What this task involves: In the records, find each line where "railing" occurs, and copy it.

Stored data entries
____________________

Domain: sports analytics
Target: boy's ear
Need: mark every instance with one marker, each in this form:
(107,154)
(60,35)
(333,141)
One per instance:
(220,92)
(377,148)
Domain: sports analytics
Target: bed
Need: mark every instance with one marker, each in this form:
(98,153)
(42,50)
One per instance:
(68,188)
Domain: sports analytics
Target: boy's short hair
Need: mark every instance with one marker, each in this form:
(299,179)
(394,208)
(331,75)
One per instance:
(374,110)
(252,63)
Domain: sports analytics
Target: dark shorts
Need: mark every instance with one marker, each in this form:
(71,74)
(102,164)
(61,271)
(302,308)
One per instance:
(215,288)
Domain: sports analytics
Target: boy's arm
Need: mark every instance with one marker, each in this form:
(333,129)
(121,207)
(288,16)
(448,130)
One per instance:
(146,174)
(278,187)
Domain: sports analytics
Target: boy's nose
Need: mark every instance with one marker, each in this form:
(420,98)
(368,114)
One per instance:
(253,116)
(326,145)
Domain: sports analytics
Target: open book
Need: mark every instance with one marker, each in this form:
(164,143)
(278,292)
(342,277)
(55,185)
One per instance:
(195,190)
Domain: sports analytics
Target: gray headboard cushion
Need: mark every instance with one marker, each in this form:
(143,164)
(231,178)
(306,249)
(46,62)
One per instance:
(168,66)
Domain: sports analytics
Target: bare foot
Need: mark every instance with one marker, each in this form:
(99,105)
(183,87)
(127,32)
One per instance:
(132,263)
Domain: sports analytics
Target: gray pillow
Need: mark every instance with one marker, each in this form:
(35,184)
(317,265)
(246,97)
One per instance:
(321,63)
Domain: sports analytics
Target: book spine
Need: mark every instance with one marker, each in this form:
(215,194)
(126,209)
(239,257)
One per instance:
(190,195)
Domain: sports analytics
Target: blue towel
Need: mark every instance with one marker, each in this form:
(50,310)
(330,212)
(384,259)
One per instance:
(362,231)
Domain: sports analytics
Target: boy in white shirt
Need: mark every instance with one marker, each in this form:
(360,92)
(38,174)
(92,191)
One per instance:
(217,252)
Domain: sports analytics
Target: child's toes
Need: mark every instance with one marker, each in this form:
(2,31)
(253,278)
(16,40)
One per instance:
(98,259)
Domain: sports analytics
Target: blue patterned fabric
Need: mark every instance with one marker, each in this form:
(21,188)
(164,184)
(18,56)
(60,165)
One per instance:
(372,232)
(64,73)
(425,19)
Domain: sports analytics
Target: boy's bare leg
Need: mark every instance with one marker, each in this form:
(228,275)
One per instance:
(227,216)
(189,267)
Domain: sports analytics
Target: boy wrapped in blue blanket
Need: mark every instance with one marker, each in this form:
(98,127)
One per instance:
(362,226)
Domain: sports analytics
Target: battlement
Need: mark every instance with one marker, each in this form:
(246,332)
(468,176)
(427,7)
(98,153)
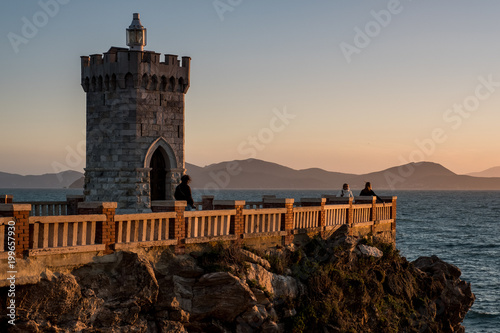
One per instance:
(121,68)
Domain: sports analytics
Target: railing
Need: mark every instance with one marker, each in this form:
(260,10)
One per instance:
(63,231)
(104,230)
(262,220)
(208,223)
(336,215)
(48,208)
(383,212)
(361,213)
(143,227)
(306,217)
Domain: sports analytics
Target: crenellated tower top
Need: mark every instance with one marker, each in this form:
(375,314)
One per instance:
(135,123)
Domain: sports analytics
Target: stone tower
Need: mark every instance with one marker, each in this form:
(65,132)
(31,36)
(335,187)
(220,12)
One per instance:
(135,123)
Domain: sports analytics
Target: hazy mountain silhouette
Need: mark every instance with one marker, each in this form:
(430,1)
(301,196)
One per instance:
(258,174)
(254,174)
(48,180)
(491,172)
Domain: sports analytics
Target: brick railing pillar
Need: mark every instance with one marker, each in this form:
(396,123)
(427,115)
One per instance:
(105,231)
(350,213)
(179,229)
(287,222)
(374,209)
(20,214)
(237,222)
(72,201)
(6,198)
(322,214)
(314,202)
(207,202)
(393,212)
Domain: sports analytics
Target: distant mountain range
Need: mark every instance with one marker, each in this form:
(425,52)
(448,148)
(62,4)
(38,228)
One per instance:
(254,174)
(258,174)
(48,180)
(491,172)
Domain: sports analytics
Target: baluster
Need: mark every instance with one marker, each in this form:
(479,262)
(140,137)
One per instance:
(189,230)
(119,235)
(36,233)
(128,231)
(92,232)
(84,233)
(65,234)
(136,230)
(75,234)
(55,241)
(203,229)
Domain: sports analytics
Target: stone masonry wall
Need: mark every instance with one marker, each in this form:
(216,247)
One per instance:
(133,100)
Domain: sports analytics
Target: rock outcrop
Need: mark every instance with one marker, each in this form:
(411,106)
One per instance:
(333,285)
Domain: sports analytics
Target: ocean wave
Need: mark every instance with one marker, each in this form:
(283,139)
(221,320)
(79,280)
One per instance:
(478,314)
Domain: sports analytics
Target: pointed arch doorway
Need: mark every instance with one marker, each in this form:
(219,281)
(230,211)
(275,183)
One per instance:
(158,176)
(161,163)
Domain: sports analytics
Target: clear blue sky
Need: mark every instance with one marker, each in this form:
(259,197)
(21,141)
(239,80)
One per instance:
(412,86)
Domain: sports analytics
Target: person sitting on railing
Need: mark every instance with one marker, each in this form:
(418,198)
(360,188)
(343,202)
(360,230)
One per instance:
(183,192)
(367,191)
(345,192)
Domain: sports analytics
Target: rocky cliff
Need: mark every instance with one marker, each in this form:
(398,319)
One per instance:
(340,284)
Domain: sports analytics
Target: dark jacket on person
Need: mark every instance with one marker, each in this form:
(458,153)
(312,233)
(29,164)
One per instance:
(183,192)
(364,192)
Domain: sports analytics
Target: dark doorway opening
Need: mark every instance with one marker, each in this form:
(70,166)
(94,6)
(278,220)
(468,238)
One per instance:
(158,176)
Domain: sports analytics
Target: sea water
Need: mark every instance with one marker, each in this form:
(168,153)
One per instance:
(462,228)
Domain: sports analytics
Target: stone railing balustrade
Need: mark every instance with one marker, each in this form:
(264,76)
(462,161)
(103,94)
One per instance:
(265,220)
(208,223)
(63,231)
(99,228)
(306,217)
(148,227)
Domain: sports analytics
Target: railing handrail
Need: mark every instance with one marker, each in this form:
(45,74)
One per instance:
(42,202)
(248,211)
(144,216)
(6,220)
(67,218)
(101,224)
(201,213)
(307,209)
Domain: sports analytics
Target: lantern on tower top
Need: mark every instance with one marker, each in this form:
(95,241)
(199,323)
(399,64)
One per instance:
(136,34)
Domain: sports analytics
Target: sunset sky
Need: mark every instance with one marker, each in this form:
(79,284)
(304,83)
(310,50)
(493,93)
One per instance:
(348,86)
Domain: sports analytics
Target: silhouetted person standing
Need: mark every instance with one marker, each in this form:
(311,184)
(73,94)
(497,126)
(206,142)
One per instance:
(367,191)
(183,192)
(345,192)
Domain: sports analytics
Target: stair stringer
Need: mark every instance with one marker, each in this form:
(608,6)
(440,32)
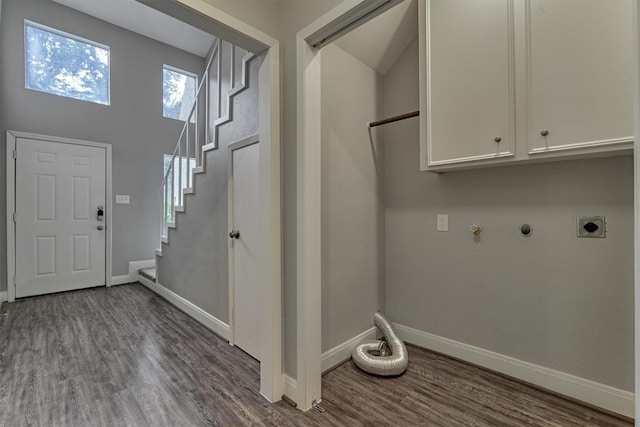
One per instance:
(181,210)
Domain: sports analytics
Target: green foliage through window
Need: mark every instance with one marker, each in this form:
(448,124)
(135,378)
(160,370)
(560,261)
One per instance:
(66,65)
(178,93)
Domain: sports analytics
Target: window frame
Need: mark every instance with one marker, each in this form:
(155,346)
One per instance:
(42,27)
(185,73)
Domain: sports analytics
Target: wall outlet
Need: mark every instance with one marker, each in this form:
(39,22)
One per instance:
(443,222)
(122,199)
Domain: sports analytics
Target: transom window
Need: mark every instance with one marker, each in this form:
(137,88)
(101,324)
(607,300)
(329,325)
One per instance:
(178,92)
(66,65)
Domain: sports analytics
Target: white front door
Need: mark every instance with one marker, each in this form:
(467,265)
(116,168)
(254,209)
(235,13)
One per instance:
(60,240)
(245,205)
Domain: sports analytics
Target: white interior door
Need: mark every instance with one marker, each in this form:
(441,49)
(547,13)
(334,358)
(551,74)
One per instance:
(245,193)
(60,241)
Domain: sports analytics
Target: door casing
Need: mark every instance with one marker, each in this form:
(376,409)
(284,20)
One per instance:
(232,303)
(12,137)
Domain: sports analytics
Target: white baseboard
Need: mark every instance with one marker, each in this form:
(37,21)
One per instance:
(121,280)
(290,388)
(134,266)
(610,398)
(330,359)
(133,275)
(209,321)
(341,353)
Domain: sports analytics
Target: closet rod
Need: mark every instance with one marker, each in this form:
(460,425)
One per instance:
(394,119)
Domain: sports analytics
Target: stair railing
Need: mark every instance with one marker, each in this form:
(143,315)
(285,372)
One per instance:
(211,108)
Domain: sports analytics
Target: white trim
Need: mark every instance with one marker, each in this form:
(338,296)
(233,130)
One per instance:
(214,324)
(610,398)
(238,33)
(269,105)
(134,266)
(342,352)
(254,139)
(121,280)
(309,228)
(12,136)
(636,180)
(290,387)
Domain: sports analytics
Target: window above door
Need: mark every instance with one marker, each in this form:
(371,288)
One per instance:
(66,65)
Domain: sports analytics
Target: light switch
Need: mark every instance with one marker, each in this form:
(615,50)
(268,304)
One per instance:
(443,222)
(122,199)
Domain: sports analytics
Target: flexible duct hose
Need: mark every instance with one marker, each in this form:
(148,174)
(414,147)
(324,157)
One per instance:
(382,364)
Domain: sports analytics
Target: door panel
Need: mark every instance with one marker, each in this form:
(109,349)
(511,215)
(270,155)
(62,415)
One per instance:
(59,187)
(246,286)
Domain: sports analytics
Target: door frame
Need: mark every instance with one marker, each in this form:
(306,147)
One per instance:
(238,145)
(12,137)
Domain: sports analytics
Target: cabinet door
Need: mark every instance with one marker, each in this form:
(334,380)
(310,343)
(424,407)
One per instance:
(470,80)
(580,62)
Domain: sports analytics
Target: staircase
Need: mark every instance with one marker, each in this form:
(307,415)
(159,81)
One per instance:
(225,76)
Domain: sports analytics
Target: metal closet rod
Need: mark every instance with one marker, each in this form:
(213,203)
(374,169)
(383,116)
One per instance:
(394,119)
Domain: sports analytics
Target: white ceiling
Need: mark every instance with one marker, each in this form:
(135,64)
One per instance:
(378,43)
(381,41)
(141,19)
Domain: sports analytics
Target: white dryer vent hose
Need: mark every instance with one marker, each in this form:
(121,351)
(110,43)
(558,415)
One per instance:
(386,357)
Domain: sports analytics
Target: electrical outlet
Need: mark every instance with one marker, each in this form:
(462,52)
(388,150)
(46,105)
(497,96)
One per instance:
(443,222)
(122,199)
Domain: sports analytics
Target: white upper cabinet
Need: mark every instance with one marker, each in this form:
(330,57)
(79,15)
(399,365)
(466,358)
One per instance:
(505,81)
(470,85)
(580,73)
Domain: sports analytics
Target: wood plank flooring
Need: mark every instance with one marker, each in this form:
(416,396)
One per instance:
(125,357)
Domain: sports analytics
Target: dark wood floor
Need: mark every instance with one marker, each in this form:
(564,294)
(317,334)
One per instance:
(125,357)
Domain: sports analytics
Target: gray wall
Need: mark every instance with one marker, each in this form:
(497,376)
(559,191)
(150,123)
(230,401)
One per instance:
(552,299)
(352,198)
(282,20)
(195,263)
(133,123)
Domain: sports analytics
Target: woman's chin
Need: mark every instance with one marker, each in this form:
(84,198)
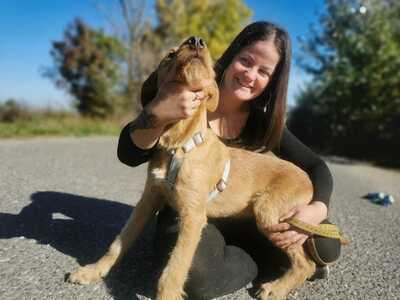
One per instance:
(243,95)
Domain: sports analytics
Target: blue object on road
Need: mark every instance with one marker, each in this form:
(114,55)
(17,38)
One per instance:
(380,198)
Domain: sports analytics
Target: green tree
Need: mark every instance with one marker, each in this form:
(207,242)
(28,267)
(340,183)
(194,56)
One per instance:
(217,22)
(354,59)
(87,66)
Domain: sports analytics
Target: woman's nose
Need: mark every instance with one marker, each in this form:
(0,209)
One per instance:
(250,74)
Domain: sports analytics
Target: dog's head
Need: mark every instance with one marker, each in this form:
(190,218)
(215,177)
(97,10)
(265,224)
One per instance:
(189,64)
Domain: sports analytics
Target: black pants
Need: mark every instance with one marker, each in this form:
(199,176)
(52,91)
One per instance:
(231,253)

____________________

Task output:
Target: railing
Target: brick railing pillar
Target: person sitting on railing
Target: stone railing balustrade
Target: railing handrail
Target: stair railing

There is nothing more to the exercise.